▶ What is expected: Beginning with the very first line, please reproduce the entries exactly through the line containing "Detect the black jacket".

━━ Dataset content

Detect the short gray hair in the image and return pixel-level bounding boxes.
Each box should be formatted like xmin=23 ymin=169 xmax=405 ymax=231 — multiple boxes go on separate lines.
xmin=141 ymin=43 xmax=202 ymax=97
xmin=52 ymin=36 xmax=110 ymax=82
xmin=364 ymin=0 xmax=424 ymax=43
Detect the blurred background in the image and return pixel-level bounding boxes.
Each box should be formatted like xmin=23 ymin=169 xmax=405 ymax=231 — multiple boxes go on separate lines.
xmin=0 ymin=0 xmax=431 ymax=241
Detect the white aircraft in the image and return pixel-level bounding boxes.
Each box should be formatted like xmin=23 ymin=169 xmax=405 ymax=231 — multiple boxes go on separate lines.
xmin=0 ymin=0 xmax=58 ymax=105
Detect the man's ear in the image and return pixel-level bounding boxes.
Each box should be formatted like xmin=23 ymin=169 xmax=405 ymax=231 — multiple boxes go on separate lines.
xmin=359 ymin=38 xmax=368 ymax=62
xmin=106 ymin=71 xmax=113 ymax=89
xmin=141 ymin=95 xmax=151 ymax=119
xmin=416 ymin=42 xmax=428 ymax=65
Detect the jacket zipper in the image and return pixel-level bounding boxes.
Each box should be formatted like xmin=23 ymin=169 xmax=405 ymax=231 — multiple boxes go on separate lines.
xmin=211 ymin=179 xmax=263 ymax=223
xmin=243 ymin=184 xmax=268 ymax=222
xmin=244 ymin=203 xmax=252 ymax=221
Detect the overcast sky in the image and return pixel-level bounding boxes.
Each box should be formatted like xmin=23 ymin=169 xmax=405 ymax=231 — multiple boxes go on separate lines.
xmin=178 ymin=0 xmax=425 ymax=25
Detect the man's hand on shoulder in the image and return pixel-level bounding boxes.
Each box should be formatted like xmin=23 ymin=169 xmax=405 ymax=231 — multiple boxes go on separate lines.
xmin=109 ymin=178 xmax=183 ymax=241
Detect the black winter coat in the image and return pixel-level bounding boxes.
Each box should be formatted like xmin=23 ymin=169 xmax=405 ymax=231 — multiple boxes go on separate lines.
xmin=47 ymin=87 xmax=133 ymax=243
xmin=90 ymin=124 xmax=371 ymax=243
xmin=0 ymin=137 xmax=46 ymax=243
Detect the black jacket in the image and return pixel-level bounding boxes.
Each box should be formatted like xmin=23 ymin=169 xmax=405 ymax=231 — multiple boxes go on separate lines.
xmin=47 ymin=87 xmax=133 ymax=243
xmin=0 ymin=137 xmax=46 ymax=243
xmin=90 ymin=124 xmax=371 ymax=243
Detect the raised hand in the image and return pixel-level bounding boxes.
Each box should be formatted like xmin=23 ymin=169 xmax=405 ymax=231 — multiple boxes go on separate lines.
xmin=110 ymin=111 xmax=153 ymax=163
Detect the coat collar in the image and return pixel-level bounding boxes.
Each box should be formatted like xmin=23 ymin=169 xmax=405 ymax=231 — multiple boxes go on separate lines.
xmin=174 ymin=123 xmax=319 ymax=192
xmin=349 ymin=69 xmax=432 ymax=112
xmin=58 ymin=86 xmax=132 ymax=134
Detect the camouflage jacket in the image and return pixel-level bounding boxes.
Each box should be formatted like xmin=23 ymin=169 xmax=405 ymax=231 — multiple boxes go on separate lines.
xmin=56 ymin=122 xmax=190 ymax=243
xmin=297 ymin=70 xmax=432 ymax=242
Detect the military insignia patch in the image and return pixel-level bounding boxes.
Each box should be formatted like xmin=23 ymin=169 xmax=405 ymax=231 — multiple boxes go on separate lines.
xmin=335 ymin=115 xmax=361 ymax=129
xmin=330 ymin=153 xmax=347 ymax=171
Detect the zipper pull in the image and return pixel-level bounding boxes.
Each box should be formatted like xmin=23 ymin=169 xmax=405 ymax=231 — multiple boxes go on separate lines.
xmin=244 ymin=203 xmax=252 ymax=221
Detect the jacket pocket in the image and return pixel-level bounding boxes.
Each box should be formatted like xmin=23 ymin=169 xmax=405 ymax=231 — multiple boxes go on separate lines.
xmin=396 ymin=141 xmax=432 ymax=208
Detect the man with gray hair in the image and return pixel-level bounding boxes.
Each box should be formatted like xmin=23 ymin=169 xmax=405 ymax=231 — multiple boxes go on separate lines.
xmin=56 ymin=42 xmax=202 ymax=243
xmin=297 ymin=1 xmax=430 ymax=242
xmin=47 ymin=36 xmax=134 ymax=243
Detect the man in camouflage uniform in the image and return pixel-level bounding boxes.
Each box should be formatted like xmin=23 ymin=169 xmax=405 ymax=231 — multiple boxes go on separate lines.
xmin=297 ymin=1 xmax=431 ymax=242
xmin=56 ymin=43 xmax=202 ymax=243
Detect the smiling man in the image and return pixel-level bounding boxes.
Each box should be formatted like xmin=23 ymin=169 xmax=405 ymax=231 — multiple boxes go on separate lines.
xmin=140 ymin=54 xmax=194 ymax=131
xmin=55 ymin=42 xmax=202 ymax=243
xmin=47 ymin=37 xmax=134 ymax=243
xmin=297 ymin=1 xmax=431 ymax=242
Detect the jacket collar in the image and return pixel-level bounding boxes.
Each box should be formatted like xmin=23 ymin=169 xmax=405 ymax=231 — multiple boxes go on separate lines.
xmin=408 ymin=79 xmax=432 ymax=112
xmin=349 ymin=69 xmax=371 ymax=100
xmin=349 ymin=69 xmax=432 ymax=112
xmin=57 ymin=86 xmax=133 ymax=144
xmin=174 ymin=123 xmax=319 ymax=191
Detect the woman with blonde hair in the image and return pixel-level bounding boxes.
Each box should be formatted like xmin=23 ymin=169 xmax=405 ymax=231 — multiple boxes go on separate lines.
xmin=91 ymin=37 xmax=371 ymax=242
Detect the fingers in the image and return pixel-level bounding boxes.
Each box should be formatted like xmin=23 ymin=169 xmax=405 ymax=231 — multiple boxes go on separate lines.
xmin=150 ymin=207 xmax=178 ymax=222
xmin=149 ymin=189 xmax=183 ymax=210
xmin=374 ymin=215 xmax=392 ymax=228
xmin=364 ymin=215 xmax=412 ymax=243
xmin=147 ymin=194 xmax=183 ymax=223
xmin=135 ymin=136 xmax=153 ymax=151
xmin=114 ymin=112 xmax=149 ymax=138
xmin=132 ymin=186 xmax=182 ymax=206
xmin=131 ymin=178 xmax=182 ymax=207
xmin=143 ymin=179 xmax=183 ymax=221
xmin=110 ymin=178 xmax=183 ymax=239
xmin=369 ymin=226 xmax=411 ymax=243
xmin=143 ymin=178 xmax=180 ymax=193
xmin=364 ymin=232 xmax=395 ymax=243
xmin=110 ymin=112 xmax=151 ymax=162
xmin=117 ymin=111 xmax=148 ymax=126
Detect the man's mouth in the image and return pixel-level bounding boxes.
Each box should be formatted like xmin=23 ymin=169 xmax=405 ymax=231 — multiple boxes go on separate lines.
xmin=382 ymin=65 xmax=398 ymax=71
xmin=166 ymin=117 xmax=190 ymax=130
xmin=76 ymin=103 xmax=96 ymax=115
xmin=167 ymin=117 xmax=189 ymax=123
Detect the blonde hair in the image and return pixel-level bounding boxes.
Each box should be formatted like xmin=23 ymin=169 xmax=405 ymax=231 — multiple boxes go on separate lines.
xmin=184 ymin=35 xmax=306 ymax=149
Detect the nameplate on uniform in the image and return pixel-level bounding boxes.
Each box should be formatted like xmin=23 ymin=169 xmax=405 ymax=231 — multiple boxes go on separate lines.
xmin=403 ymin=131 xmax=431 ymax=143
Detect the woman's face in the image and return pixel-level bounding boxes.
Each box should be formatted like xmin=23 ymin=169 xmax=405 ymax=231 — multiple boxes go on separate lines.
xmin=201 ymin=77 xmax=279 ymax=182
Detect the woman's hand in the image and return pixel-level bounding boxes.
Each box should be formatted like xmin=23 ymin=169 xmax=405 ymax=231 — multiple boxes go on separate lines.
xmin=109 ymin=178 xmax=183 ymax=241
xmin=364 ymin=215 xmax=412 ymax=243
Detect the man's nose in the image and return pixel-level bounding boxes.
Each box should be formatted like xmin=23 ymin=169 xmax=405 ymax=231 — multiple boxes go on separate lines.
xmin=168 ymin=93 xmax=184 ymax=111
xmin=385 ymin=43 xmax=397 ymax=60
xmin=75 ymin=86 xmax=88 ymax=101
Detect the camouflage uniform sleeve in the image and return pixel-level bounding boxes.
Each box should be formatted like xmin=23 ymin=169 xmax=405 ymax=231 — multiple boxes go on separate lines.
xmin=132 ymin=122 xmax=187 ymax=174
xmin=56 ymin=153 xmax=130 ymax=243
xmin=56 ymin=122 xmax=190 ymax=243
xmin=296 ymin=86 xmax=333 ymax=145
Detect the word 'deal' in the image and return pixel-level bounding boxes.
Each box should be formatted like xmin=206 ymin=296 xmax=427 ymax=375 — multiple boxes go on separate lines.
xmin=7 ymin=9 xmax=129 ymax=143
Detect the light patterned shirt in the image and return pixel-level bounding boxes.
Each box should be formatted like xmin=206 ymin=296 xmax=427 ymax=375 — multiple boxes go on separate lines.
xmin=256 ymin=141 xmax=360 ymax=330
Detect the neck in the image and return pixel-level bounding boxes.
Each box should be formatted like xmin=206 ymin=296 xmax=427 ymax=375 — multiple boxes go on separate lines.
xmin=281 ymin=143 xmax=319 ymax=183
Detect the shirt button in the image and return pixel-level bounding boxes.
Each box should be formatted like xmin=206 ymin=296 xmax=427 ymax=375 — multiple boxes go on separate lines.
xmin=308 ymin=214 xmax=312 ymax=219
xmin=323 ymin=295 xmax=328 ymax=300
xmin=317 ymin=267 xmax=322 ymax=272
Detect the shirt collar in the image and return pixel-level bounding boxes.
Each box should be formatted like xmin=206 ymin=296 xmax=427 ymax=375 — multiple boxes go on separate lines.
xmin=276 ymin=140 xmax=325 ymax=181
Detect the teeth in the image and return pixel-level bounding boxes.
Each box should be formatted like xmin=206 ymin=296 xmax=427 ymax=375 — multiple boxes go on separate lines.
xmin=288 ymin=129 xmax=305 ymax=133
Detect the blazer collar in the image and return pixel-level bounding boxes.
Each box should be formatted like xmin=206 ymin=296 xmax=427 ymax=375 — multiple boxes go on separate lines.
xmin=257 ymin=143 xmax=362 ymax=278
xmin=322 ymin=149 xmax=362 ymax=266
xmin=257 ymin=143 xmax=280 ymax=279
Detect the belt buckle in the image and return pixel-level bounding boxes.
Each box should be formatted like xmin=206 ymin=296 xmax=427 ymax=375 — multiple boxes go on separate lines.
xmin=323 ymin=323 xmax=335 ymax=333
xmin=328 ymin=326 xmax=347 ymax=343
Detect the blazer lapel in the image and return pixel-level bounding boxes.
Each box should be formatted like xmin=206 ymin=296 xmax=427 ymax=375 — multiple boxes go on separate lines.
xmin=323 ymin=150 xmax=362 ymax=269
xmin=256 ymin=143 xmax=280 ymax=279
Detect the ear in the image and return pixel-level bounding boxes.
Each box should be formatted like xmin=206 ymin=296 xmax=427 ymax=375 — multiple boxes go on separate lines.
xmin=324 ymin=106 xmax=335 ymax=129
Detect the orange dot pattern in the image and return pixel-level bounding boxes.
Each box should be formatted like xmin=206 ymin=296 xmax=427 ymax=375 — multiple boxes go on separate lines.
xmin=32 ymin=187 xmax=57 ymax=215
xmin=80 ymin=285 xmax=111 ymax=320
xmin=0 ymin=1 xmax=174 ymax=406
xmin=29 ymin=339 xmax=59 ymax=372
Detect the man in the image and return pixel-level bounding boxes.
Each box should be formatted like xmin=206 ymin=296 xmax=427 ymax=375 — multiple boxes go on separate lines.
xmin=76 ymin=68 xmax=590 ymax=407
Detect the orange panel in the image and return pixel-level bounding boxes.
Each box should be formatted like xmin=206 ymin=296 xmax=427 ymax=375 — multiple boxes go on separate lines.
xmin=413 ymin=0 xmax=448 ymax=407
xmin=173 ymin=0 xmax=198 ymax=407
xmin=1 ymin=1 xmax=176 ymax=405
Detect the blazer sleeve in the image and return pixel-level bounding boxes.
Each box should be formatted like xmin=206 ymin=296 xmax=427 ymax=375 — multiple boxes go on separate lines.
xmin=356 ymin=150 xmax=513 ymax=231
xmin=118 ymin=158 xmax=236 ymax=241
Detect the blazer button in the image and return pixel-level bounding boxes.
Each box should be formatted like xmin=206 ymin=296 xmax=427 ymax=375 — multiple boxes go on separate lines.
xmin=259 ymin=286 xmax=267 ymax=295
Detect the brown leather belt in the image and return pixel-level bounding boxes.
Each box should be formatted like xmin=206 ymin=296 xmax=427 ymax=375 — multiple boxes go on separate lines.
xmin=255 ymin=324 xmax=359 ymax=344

━━━━

▶ Answer box:
Detect the short gray hair in the image and return pixel-level bounding boxes.
Each box should be formatted like xmin=23 ymin=169 xmax=405 ymax=231 — multiple boxes go on separate lines.
xmin=141 ymin=43 xmax=202 ymax=97
xmin=52 ymin=36 xmax=110 ymax=82
xmin=364 ymin=0 xmax=424 ymax=43
Detect the blurred background in the image and return pixel-level bounding boxes.
Each box should be formatted like xmin=23 ymin=169 xmax=405 ymax=231 — multiple boxes go on separate lines.
xmin=0 ymin=0 xmax=431 ymax=241
Detect the white aircraft in the image and return pixel-level bounding boxes.
Each box should be formatted like xmin=23 ymin=169 xmax=405 ymax=231 — multiple boxes go on separate lines.
xmin=0 ymin=0 xmax=58 ymax=105
Detect the man's ear in the image and return pixel-level bounding boxes.
Each box should be formatted like xmin=23 ymin=169 xmax=405 ymax=231 — multiple boxes go on separate lines.
xmin=359 ymin=38 xmax=368 ymax=62
xmin=106 ymin=71 xmax=113 ymax=89
xmin=141 ymin=95 xmax=151 ymax=119
xmin=416 ymin=42 xmax=428 ymax=65
Detect the jacket zipper in the image and return pixel-level bounding boxes.
Each box should be formatted like xmin=23 ymin=169 xmax=405 ymax=231 — multiple boxes go on separate lines.
xmin=211 ymin=179 xmax=263 ymax=223
xmin=243 ymin=184 xmax=268 ymax=222
xmin=244 ymin=203 xmax=252 ymax=221
Detect the overcast sky in the image and return pixel-level bounding boxes.
Each box should be formatted like xmin=23 ymin=169 xmax=405 ymax=231 — multiple boxes go on separate lines.
xmin=178 ymin=0 xmax=425 ymax=25
Detect the man's hand on shoulder in the image and return pixel-level bounding boxes.
Each box should be formatted like xmin=23 ymin=169 xmax=405 ymax=231 — multiple boxes go on separate lines.
xmin=109 ymin=178 xmax=183 ymax=241
Detect the black winter coat in the image and return pixel-level bounding boxes.
Each box should be formatted like xmin=23 ymin=169 xmax=405 ymax=231 — multiple boxes go on separate lines.
xmin=47 ymin=87 xmax=133 ymax=243
xmin=90 ymin=124 xmax=371 ymax=243
xmin=0 ymin=137 xmax=46 ymax=243
Detect the black jacket in the image and return pixel-level bounding boxes.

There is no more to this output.